TASK TO CARRY OUT:
Search the entries below for "short" and copy each matching line.

Data extracted from a collection:
· · · · ·

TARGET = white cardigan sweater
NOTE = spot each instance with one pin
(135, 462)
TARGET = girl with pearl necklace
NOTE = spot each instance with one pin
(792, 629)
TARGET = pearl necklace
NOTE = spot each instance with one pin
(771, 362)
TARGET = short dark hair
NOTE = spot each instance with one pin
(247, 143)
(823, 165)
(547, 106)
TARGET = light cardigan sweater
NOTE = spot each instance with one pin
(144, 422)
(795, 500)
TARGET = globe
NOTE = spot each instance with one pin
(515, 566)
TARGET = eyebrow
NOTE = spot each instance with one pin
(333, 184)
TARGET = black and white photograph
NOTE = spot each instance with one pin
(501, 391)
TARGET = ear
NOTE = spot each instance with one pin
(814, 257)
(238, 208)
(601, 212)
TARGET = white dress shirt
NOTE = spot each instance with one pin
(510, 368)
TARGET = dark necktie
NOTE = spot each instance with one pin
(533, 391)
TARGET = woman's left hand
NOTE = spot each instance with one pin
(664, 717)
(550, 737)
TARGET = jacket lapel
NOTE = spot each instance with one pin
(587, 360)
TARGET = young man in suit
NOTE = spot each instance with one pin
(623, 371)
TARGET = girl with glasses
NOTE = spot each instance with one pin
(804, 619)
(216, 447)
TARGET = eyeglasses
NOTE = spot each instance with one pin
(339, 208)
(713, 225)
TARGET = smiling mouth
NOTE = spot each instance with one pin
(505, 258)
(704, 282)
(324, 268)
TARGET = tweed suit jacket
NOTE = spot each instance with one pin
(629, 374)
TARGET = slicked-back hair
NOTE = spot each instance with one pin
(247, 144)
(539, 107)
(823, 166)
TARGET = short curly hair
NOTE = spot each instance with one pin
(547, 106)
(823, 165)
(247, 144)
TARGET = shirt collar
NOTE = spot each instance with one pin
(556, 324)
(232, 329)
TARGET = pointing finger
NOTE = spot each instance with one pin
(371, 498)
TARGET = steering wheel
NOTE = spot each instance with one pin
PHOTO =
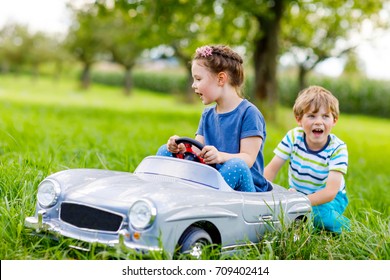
(189, 154)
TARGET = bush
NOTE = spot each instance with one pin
(356, 96)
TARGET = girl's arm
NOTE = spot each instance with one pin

· · · · ·

THE COMPLETED TASK:
TARGET = short dark hair
TARGET = short curly hair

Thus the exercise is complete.